__WHAT IS EXPECTED__. Collect every line below that contains the word "wheel", and copy each one in full.

__ITEMS__.
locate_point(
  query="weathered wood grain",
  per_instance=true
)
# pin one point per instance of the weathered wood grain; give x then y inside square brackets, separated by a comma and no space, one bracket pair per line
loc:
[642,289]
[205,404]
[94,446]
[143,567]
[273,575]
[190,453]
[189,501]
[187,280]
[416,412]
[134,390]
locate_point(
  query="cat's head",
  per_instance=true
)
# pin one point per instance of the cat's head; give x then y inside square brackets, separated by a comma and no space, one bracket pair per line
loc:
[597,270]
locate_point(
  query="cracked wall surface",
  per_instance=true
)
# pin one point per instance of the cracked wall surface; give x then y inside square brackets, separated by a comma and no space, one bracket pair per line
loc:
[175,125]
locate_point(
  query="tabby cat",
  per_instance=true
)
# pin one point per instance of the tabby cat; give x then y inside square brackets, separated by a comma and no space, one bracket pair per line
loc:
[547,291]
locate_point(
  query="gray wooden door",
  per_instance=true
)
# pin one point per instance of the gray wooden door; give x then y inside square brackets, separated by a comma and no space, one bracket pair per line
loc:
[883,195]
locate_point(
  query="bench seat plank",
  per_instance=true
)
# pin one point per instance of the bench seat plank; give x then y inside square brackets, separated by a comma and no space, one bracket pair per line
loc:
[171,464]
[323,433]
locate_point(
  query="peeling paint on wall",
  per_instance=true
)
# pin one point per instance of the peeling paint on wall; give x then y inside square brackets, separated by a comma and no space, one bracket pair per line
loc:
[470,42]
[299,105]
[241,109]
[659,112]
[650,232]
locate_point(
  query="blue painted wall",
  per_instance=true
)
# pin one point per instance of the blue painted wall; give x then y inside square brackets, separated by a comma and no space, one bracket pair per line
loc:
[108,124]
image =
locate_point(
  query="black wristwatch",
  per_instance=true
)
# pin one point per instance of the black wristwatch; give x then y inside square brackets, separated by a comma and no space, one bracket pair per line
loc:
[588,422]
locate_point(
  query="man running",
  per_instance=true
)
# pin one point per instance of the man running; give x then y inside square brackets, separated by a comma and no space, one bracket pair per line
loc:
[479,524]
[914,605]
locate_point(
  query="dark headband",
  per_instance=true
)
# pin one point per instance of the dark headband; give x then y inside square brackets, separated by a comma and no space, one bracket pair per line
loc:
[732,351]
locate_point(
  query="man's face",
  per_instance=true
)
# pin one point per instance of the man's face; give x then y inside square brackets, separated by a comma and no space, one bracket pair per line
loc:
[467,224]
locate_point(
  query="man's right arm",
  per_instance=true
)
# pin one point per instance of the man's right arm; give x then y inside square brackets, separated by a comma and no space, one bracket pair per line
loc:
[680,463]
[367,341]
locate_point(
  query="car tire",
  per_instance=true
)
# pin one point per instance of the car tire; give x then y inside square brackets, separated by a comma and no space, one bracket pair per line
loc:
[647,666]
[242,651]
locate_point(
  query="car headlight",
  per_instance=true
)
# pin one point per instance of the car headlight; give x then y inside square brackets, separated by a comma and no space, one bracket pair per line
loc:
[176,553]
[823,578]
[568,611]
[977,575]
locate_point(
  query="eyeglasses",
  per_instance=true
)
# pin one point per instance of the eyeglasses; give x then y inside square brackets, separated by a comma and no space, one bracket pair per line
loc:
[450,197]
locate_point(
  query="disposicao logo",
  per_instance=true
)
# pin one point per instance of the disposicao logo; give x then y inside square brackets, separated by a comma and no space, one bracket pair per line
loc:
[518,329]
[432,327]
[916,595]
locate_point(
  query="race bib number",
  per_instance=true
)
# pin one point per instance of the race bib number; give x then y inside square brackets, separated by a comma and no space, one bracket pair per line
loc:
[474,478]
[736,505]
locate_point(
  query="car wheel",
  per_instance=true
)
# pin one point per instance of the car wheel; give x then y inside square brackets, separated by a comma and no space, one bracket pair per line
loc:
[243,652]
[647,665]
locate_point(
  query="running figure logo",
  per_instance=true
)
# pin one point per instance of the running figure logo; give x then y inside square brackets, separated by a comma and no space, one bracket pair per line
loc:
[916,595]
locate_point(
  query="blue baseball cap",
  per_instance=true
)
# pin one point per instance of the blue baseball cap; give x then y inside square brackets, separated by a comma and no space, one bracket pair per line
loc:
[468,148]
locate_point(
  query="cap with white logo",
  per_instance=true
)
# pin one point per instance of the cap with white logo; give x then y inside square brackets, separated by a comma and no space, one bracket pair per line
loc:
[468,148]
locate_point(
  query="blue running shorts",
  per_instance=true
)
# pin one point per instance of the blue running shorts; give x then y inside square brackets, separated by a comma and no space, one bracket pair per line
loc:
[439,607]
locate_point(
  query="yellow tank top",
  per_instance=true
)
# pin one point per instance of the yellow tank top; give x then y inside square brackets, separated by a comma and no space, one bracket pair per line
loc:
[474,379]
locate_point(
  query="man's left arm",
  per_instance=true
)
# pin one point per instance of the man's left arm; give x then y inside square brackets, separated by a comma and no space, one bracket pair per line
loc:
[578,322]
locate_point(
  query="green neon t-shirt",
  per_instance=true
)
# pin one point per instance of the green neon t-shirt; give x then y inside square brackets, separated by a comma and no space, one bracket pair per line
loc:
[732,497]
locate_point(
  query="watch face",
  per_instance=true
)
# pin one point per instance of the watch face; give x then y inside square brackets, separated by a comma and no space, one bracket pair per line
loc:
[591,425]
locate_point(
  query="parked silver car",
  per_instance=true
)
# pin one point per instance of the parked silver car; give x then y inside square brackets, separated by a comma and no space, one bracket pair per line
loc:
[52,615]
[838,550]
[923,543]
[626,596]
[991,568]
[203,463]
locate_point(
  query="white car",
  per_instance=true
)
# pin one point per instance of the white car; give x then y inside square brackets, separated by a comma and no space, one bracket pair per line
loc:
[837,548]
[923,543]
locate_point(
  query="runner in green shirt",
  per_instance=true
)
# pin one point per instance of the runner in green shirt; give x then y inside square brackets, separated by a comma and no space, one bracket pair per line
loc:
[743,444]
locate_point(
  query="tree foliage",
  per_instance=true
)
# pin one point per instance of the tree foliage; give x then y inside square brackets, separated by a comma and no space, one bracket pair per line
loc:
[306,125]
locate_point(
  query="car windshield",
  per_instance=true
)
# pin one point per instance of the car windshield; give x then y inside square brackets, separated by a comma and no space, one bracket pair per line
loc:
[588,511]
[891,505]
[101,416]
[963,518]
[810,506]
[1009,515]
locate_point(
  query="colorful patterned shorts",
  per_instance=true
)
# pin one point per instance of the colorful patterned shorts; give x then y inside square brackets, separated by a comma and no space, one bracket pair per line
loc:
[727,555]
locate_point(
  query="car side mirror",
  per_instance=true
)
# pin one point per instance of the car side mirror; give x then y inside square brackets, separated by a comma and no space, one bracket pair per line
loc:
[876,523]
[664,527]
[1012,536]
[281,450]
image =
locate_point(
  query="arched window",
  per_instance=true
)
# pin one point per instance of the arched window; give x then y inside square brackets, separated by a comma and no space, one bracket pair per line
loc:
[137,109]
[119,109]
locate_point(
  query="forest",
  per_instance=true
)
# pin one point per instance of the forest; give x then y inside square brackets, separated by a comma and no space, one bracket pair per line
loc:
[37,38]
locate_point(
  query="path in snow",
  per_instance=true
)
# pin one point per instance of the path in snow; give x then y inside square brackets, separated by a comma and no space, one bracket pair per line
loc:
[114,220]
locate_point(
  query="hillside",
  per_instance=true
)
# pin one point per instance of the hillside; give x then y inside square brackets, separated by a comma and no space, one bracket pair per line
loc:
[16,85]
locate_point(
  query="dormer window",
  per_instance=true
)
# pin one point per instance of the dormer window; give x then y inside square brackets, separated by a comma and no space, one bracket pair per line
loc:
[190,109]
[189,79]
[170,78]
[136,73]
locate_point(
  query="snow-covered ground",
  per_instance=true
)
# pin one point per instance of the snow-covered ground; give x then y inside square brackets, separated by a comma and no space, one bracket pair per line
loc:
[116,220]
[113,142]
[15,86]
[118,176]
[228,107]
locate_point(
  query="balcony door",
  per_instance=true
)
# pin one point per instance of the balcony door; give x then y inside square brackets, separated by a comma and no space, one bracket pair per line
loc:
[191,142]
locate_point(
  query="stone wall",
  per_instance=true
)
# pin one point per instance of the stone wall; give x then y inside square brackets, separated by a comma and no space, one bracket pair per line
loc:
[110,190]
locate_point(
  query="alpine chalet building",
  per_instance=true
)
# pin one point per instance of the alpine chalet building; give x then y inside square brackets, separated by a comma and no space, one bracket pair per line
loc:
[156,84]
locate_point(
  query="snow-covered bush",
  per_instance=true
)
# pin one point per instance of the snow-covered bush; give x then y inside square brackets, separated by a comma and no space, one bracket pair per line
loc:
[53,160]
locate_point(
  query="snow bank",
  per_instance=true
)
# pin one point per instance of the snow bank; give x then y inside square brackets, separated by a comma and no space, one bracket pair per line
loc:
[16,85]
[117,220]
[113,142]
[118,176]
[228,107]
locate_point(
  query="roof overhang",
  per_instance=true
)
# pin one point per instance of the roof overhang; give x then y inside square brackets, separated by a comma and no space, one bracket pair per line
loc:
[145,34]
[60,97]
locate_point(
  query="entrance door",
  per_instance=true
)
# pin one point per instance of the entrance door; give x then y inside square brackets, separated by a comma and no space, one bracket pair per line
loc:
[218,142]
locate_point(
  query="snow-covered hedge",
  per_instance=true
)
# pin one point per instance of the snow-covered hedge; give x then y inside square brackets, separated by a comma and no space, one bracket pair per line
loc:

__COMPLETE RESPONSE__.
  query="car wheel",
# pin one point per instance of the car wheel; give x then y inside square brackets, separated by a comma and no space, one bracket pair per line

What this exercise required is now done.